··· Data provided
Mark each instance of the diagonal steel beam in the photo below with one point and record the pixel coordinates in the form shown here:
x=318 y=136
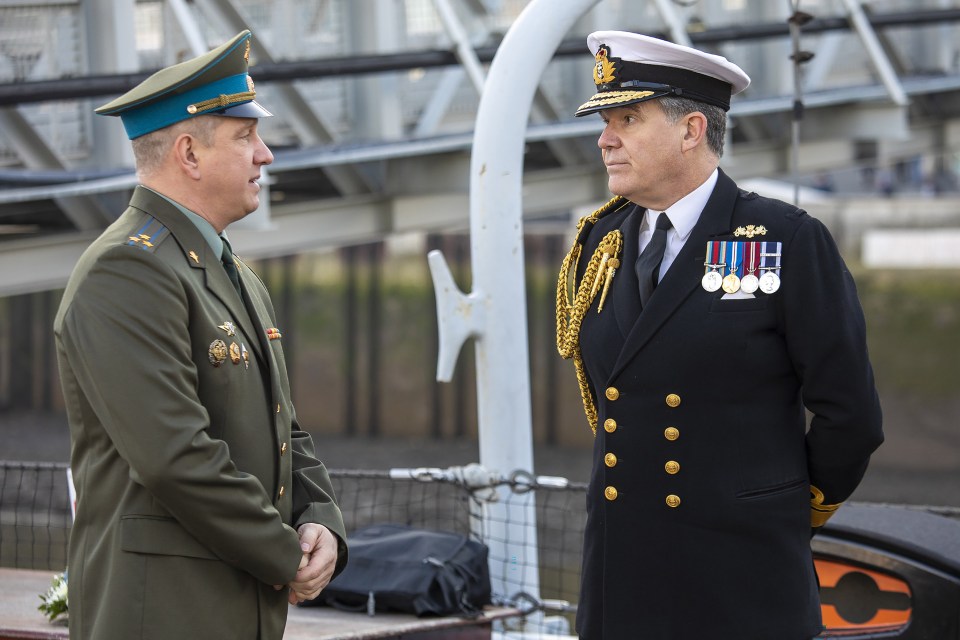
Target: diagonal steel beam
x=861 y=24
x=308 y=125
x=83 y=211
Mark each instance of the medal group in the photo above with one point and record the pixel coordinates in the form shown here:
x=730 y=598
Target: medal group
x=734 y=266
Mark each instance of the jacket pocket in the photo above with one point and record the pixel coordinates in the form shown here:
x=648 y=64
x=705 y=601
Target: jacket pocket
x=729 y=305
x=160 y=536
x=773 y=490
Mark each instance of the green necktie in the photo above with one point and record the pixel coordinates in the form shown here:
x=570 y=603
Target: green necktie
x=229 y=265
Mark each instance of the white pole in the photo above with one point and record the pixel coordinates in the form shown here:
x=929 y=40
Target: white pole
x=495 y=311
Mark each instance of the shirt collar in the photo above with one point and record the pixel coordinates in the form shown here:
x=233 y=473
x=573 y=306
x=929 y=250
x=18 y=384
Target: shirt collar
x=203 y=226
x=686 y=211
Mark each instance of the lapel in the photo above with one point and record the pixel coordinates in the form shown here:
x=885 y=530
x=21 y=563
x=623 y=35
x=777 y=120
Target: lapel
x=198 y=254
x=260 y=317
x=626 y=308
x=684 y=275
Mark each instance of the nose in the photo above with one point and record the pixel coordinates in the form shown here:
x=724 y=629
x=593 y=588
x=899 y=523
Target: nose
x=607 y=138
x=263 y=154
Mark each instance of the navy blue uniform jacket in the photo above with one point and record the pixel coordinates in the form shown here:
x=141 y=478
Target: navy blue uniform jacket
x=733 y=558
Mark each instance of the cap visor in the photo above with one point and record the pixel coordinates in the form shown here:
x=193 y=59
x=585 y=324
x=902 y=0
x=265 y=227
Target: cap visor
x=610 y=99
x=246 y=110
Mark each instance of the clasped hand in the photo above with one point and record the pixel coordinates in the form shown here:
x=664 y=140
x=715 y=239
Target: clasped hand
x=319 y=560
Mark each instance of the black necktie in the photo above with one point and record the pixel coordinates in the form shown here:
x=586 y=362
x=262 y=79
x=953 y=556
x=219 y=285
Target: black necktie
x=229 y=265
x=648 y=264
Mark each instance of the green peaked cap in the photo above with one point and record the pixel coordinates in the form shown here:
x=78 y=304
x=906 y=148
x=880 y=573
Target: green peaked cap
x=213 y=83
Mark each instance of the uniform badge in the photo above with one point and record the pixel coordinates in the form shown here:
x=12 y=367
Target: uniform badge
x=750 y=230
x=234 y=353
x=217 y=352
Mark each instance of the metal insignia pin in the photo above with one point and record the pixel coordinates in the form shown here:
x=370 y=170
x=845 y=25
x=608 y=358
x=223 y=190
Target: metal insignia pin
x=217 y=352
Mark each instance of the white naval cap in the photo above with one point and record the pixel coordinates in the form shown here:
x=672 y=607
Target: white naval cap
x=631 y=68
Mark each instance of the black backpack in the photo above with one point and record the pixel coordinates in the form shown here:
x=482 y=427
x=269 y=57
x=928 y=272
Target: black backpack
x=398 y=568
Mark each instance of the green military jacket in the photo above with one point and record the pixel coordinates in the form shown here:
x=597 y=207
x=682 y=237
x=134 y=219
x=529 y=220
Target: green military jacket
x=192 y=473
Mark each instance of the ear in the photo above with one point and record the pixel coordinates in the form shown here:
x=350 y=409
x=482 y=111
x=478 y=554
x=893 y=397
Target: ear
x=185 y=149
x=694 y=130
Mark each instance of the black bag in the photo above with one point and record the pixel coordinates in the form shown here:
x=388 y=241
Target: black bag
x=397 y=568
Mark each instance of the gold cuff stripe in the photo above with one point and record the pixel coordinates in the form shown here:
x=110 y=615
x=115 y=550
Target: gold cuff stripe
x=819 y=512
x=612 y=97
x=222 y=101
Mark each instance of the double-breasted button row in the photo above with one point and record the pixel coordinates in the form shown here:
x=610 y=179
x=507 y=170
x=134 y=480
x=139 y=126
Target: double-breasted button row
x=672 y=433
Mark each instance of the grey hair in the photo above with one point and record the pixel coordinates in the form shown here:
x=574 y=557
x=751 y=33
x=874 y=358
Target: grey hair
x=150 y=150
x=675 y=108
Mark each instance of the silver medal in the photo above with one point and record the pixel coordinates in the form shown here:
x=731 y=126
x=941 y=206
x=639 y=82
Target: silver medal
x=769 y=282
x=711 y=281
x=749 y=283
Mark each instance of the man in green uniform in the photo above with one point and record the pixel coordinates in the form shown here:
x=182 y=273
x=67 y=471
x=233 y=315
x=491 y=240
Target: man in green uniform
x=201 y=507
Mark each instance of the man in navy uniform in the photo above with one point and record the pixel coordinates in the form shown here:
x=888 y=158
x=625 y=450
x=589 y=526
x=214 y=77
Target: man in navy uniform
x=704 y=322
x=201 y=507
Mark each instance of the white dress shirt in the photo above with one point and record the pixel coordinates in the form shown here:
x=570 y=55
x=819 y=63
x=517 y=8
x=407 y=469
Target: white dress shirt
x=683 y=216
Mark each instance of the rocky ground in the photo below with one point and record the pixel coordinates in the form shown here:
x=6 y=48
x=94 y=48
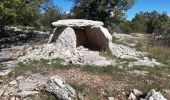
······
## Given instruction
Copy out the data above word for word, from the line containing "Mark each instance of the uniform" to the line containing "x=192 y=473", both of those lines included.

## Exercise result
Mark each instance of the uniform badge in the photo above with one point and record the pixel coordinates in the form shown here:
x=12 y=367
Target: uniform badge
x=750 y=230
x=234 y=353
x=217 y=352
Mark each instance of the metal insignia pin in the photo above with one point and record the pixel coordinates in the form shown here:
x=370 y=170
x=845 y=25
x=608 y=358
x=223 y=190
Target: metal insignia pin
x=217 y=352
Mark each instance of the white naval cap in the photo above with one point and record the pixel coordinates in the form shown here:
x=672 y=607
Target: white naval cap
x=631 y=68
Mark each instance of the black backpack in the photo above with one point and record the pixel coordinates in the form shown here:
x=482 y=427
x=269 y=57
x=928 y=272
Target: black backpack
x=398 y=568
Mark each instance of the green military jacket in the photo above with one point and record the pixel coordinates in the form shown here:
x=597 y=207
x=682 y=237
x=134 y=219
x=529 y=220
Target: green military jacket
x=192 y=473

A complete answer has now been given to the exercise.